Short exercise: Copy out each line of the rows that contains the string "target". Match case exactly.

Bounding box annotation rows
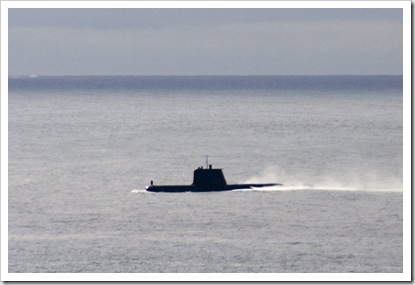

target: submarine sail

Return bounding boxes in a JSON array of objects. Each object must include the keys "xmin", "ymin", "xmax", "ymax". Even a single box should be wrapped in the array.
[{"xmin": 146, "ymin": 163, "xmax": 282, "ymax": 192}]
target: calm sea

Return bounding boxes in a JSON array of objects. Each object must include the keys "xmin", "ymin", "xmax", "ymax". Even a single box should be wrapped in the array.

Exercise output:
target: submarine sail
target: calm sea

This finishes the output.